*What the task asks:*
Recast the part of the listing starting with the line that contains "tag the snake mouth" and going on through the line that contains "<point>286,97</point>" as a Markdown table with the columns Row and Line. Leave out blank lines, and include only these lines.

*Extracted material:*
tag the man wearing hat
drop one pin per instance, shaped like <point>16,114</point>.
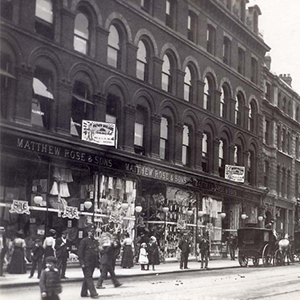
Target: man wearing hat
<point>89,260</point>
<point>62,254</point>
<point>50,284</point>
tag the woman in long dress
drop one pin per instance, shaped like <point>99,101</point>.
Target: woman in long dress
<point>153,252</point>
<point>17,264</point>
<point>127,257</point>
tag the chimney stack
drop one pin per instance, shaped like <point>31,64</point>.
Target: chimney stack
<point>286,78</point>
<point>267,61</point>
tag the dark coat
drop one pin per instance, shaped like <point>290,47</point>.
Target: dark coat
<point>184,246</point>
<point>153,254</point>
<point>50,281</point>
<point>88,253</point>
<point>61,248</point>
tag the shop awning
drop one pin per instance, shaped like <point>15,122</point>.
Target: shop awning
<point>80,98</point>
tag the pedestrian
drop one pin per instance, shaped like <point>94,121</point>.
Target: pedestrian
<point>143,257</point>
<point>62,254</point>
<point>204,251</point>
<point>88,255</point>
<point>231,246</point>
<point>49,245</point>
<point>3,249</point>
<point>37,253</point>
<point>107,265</point>
<point>127,257</point>
<point>50,284</point>
<point>17,264</point>
<point>185,249</point>
<point>153,252</point>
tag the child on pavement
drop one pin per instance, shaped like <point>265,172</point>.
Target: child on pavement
<point>143,257</point>
<point>50,284</point>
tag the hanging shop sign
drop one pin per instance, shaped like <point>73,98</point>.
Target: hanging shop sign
<point>19,207</point>
<point>235,173</point>
<point>100,133</point>
<point>71,212</point>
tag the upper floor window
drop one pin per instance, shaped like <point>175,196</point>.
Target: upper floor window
<point>192,26</point>
<point>6,9</point>
<point>210,39</point>
<point>241,61</point>
<point>164,139</point>
<point>208,94</point>
<point>141,64</point>
<point>166,83</point>
<point>222,147</point>
<point>238,110</point>
<point>114,50</point>
<point>268,91</point>
<point>170,13</point>
<point>42,98</point>
<point>254,70</point>
<point>226,51</point>
<point>7,82</point>
<point>81,33</point>
<point>139,131</point>
<point>205,149</point>
<point>44,18</point>
<point>185,145</point>
<point>188,88</point>
<point>82,107</point>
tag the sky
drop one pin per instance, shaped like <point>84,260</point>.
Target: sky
<point>280,25</point>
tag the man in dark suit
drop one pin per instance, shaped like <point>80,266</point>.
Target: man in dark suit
<point>108,258</point>
<point>185,248</point>
<point>88,255</point>
<point>62,254</point>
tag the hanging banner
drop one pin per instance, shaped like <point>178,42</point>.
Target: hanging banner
<point>235,173</point>
<point>100,133</point>
<point>71,212</point>
<point>19,207</point>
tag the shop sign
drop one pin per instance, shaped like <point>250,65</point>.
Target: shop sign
<point>71,212</point>
<point>235,173</point>
<point>100,133</point>
<point>157,173</point>
<point>19,207</point>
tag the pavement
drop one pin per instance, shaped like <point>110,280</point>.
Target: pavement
<point>74,272</point>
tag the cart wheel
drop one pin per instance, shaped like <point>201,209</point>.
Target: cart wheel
<point>266,256</point>
<point>255,261</point>
<point>243,261</point>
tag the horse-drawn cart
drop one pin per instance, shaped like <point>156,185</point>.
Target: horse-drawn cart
<point>256,244</point>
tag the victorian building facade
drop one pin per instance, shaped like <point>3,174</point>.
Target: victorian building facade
<point>184,84</point>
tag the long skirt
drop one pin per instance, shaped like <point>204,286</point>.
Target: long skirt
<point>127,258</point>
<point>17,263</point>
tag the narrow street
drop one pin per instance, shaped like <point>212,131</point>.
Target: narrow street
<point>278,283</point>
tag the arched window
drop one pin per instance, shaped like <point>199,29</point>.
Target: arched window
<point>252,115</point>
<point>81,32</point>
<point>167,70</point>
<point>224,101</point>
<point>208,98</point>
<point>188,87</point>
<point>44,18</point>
<point>164,139</point>
<point>186,155</point>
<point>141,64</point>
<point>42,98</point>
<point>82,107</point>
<point>114,50</point>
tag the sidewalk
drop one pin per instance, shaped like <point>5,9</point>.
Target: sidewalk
<point>75,273</point>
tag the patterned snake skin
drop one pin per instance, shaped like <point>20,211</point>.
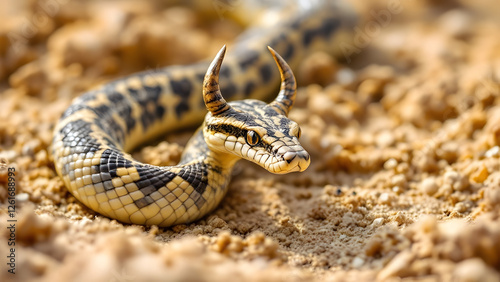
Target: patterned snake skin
<point>95,132</point>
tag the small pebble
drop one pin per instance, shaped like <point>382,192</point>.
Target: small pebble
<point>384,198</point>
<point>429,186</point>
<point>357,262</point>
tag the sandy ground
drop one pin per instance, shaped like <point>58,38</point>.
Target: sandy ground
<point>404,133</point>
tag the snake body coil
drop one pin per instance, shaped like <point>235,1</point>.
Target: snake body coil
<point>94,133</point>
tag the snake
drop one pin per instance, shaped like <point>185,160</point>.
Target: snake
<point>93,138</point>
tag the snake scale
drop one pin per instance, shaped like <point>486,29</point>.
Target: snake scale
<point>93,135</point>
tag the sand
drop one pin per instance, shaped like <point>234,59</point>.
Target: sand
<point>403,130</point>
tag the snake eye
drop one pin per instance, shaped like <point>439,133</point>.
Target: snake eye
<point>252,138</point>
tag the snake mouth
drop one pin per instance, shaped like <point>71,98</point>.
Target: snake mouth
<point>291,161</point>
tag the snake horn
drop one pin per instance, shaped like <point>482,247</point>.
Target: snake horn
<point>212,96</point>
<point>286,97</point>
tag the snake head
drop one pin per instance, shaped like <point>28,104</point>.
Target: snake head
<point>251,129</point>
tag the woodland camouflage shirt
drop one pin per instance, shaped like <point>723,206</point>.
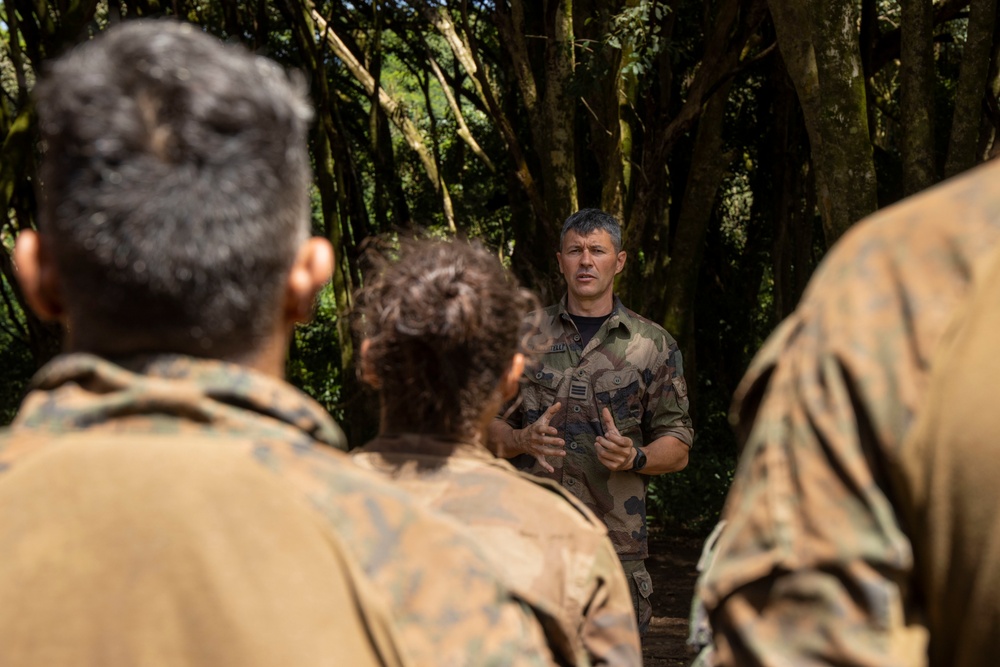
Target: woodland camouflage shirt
<point>550,548</point>
<point>815,564</point>
<point>123,446</point>
<point>631,366</point>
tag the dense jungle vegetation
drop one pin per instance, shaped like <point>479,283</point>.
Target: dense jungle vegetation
<point>735,139</point>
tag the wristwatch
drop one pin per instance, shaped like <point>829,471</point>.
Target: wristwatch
<point>640,460</point>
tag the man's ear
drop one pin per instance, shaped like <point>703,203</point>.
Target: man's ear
<point>511,380</point>
<point>311,269</point>
<point>368,375</point>
<point>38,276</point>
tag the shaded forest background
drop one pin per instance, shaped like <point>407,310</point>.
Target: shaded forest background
<point>735,139</point>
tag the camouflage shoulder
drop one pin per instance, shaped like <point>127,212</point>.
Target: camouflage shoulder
<point>647,328</point>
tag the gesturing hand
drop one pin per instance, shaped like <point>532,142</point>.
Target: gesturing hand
<point>614,450</point>
<point>541,440</point>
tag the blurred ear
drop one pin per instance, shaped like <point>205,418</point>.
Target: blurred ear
<point>38,276</point>
<point>511,380</point>
<point>368,375</point>
<point>312,269</point>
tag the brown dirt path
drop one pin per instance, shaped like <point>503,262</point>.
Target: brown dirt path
<point>672,565</point>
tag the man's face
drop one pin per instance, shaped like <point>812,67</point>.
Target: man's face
<point>589,264</point>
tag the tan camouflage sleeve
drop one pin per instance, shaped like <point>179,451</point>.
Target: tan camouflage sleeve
<point>666,408</point>
<point>812,564</point>
<point>610,633</point>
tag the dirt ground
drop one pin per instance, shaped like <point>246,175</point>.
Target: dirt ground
<point>672,565</point>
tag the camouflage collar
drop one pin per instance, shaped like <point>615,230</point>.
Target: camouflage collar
<point>81,390</point>
<point>619,313</point>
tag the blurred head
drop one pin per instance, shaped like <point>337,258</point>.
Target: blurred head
<point>441,329</point>
<point>175,183</point>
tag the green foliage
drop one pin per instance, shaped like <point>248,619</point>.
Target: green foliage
<point>690,501</point>
<point>638,32</point>
<point>313,363</point>
<point>15,358</point>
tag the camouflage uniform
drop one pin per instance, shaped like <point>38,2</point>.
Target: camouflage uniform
<point>631,366</point>
<point>144,509</point>
<point>551,549</point>
<point>816,564</point>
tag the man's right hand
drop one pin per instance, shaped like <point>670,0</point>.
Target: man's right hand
<point>541,440</point>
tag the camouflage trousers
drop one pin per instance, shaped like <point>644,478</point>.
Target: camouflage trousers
<point>641,586</point>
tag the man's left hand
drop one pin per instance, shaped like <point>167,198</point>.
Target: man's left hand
<point>614,450</point>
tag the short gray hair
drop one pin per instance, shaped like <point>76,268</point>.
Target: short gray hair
<point>588,220</point>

*Solution to the exercise:*
| Row | Line |
|---|---|
| 1 | tag the snake mouth |
| 2 | drop one pin per instance, shaped like <point>71,98</point>. |
| 3 | Target: snake mouth |
| 4 | <point>291,161</point> |
| 5 | tag the snake horn |
| 6 | drop one pin per instance, shaped like <point>482,247</point>. |
| 7 | Target: snake horn |
| 8 | <point>212,96</point> |
| 9 | <point>286,97</point> |